[Recorded data]
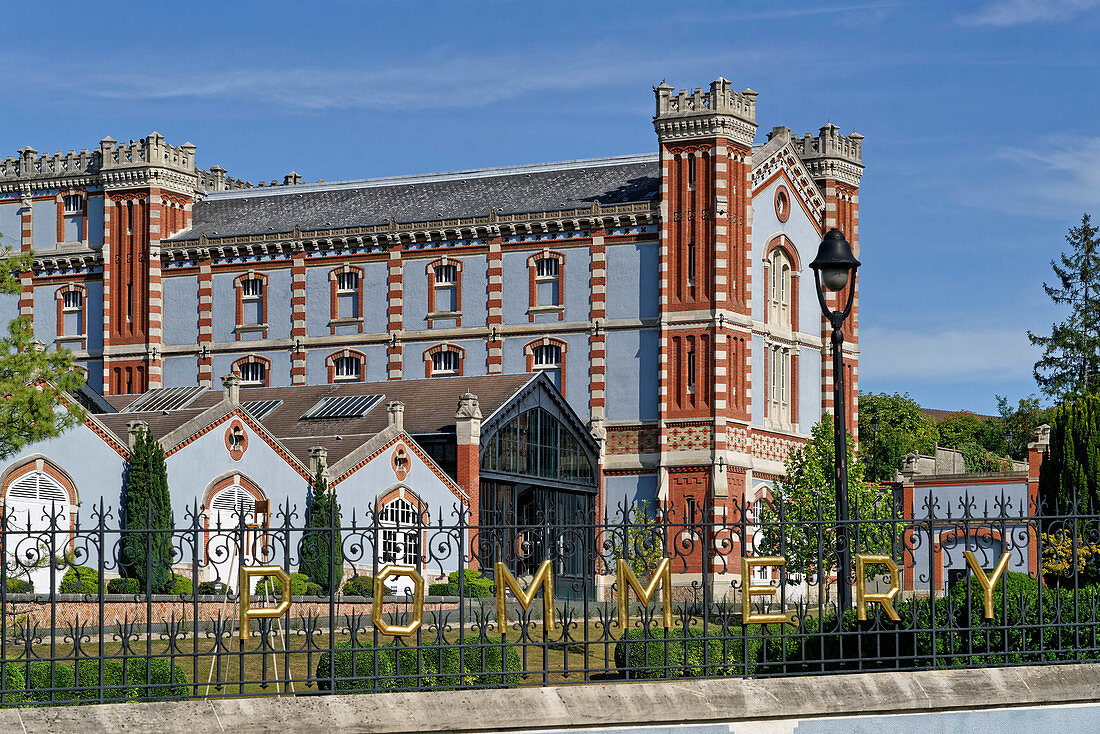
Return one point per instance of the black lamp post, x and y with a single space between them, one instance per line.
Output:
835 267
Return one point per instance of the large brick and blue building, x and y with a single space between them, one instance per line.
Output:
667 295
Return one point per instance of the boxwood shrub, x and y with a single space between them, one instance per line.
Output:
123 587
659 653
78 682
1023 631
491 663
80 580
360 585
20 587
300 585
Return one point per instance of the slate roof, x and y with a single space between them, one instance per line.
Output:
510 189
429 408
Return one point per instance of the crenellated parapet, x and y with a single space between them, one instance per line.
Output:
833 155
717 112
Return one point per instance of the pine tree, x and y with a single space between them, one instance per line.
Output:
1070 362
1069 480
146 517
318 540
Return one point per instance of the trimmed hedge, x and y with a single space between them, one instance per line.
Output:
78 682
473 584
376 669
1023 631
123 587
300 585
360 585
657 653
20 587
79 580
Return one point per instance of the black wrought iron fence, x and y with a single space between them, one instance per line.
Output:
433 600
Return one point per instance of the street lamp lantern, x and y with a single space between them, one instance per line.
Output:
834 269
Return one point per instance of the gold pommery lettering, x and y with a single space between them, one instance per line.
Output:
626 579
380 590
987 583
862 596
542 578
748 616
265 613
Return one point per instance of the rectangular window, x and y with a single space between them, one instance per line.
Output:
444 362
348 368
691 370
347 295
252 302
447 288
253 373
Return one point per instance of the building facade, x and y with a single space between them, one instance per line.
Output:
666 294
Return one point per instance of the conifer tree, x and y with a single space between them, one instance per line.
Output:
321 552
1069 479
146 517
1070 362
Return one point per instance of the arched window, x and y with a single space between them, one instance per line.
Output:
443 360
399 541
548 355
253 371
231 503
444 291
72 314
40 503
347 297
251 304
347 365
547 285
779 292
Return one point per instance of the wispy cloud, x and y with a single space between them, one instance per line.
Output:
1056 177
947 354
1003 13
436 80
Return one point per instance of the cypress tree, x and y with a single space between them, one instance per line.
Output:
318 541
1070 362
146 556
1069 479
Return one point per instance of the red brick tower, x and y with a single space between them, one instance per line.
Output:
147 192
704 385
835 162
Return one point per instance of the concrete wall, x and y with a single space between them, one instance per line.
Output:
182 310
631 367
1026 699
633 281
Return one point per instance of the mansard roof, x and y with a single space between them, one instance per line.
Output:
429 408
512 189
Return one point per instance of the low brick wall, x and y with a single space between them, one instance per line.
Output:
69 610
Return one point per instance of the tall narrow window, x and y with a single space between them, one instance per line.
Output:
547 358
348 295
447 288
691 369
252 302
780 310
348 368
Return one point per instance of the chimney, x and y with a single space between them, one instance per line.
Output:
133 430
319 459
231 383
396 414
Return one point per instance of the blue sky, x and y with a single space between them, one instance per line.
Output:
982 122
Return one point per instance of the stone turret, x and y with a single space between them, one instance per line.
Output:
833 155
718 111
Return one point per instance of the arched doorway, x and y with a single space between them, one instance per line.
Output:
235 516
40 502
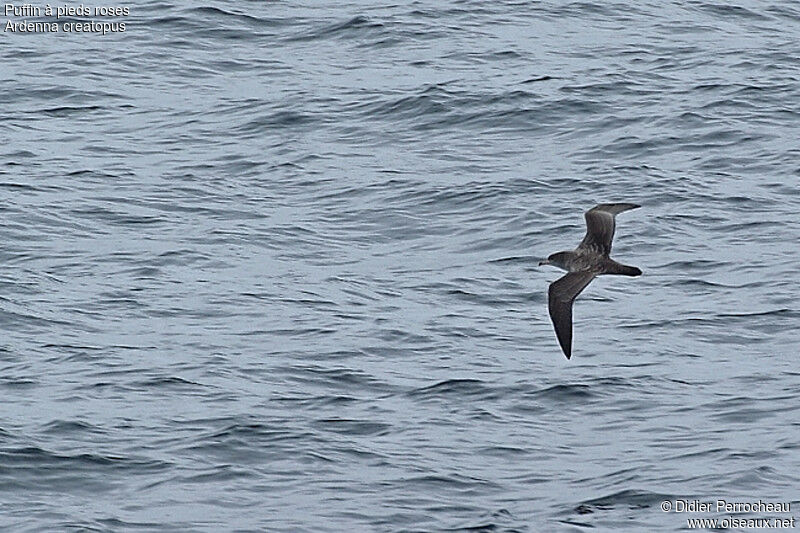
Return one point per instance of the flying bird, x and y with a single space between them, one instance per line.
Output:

Exercise task » Copy every line of the records above word for word, with no changes. Leave the pictures out of your copy.

Exercise answer »
Return one point per instance of the black lamp post, x and y with a single space between them, one instance per line.
Output:
835 267
Return one point per instance of the large brick and blue building, x and y with a single space between them, one instance per line.
Output:
667 295
Return one point per instance of the boxwood shrub, x and y with a single space between them, one instance per line.
Output:
123 587
659 653
78 682
1023 631
491 663
80 580
360 585
20 587
300 585
Return one point per instance of the slate roof, x and y with a single space between them, one instance per line.
Output:
510 189
429 408
Return one point per instance of the crenellated parapet, x and y with a single space between them, one instance per line.
Output:
833 155
717 112
Return one point per instance of the pine tree, x and y with a single space between them, one instance per line.
Output:
1070 362
1069 480
146 517
318 540
Return one point per instance of the trimmed hedge, x and y with a single space between them, one instance per line.
Output:
78 682
473 584
376 669
1023 631
123 587
300 585
360 585
657 653
20 587
79 580
Return one point per instance of the black wrought iron fence, x and y with a single space between them, one instance per line.
Output:
433 600
Return one point per instance of the street lamp lantern, x and y with a single space between them, one instance per line.
Output:
834 269
Return one point per instance of the gold pommery lettering, x and y with a single space between them, one instance per line.
Output:
626 579
380 590
987 583
862 596
542 578
748 616
265 613
Return one point per instance of the rectangular window, x and y with a single space between them, one instance per line.
Output:
444 362
348 368
691 370
347 295
252 302
447 288
253 373
Return one point per instance of the building facade, x and y with a single space between them, one instance per line.
Output:
666 294
Return one point per instance of the conifer tree, x and y with a single space between them, one instance per line.
Output:
321 552
1069 479
146 517
1070 362
Return one point per instance of the arched window, x and y with a single space between them, one instance per line.
Output:
443 360
399 541
548 355
253 371
231 503
444 291
72 314
40 503
347 297
251 304
347 365
547 285
779 292
Return one point per instance of the wispy cloud, x and y with a single space between them, one instance per line.
Output:
1056 177
947 354
1003 13
436 80
Return one point per instance of the cypress tree, x and y with a single space between them, one instance per line.
Output:
318 541
1070 362
146 556
1069 479
Return one point per instance of the red brick tower, x and y with a single space between them, one instance per line.
Output:
147 192
704 385
835 162
Return one point per instance of the concrete wall, x and y with a single space between them, one instance per line.
Output:
182 310
631 367
1026 699
633 281
Return one point per instance of the mansard roof, x and y with a single space between them, one instance per line.
Output:
429 408
512 189
Return one point per instance of the low brick wall, x and y with a single space between them, one instance per line.
Output:
69 610
Return one point per instance of the tall narrow window, x and y with a single space between them, one instance per line.
Output:
547 358
348 295
447 288
691 369
252 302
780 310
348 368
Return one point per instance of the chimney, x and y with a single space between them, one instance per line.
Output:
133 430
319 459
231 383
396 414
Return one point per instance of the blue sky, x and y with a single space between them, one instance per line.
Output:
982 122
Return one point per instance of the stone turret, x and y with a single space between them, one instance per line.
Output:
833 155
718 111
Return one point per instance of the arched doorway, x and y with a single space between them, one instance per line.
Output:
235 516
40 502
Return one point per instance of the flying bird, x and y with a single space between them, one instance per line.
Output:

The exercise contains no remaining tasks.